> **What to work on**
The answer must be an exact copy of the lines from the top of the listing below through the line with "pixel 351 583", with no pictures.

....

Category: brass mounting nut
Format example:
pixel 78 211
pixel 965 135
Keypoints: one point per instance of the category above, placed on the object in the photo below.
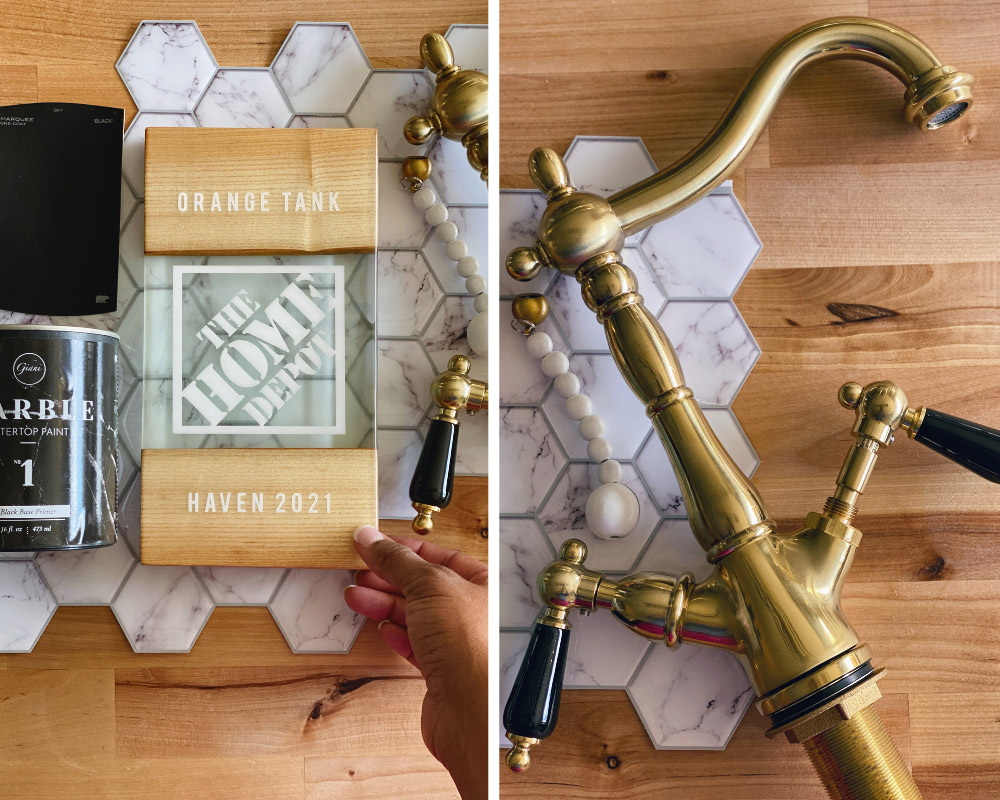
pixel 833 713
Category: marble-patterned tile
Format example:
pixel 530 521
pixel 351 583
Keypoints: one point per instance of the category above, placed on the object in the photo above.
pixel 579 322
pixel 86 577
pixel 445 335
pixel 130 332
pixel 162 609
pixel 243 98
pixel 319 121
pixel 126 203
pixel 674 551
pixel 605 165
pixel 26 606
pixel 654 464
pixel 134 144
pixel 563 517
pixel 621 410
pixel 408 292
pixel 129 513
pixel 401 224
pixel 530 460
pixel 714 345
pixel 321 66
pixel 473 448
pixel 311 613
pixel 389 98
pixel 690 698
pixel 512 647
pixel 602 652
pixel 398 452
pixel 404 381
pixel 471 46
pixel 524 553
pixel 705 250
pixel 519 212
pixel 166 66
pixel 521 376
pixel 240 586
pixel 459 183
pixel 473 229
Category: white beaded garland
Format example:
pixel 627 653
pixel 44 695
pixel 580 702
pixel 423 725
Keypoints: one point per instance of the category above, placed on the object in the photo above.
pixel 456 249
pixel 566 384
pixel 555 363
pixel 468 266
pixel 424 198
pixel 446 232
pixel 478 334
pixel 578 406
pixel 436 214
pixel 540 345
pixel 475 284
pixel 598 450
pixel 609 471
pixel 612 511
pixel 592 426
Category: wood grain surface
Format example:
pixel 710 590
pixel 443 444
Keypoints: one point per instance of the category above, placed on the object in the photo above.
pixel 239 717
pixel 854 209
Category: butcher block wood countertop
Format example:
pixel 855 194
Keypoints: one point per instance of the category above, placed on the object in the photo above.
pixel 240 716
pixel 854 208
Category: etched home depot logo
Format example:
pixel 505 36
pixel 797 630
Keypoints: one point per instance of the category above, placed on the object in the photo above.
pixel 270 357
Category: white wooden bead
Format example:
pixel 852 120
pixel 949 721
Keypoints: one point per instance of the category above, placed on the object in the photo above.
pixel 446 232
pixel 478 334
pixel 436 214
pixel 475 284
pixel 566 384
pixel 592 426
pixel 578 406
pixel 555 363
pixel 609 471
pixel 599 450
pixel 456 249
pixel 424 198
pixel 539 345
pixel 612 511
pixel 468 266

....

> **Answer for this exercise**
Category: brass mounting nut
Format example:
pixel 78 211
pixel 965 135
Keypoints: one point per instance of the category above, placed on the object in the photo below.
pixel 833 713
Category: marble-patterned tile
Format example:
pixel 530 521
pixel 351 583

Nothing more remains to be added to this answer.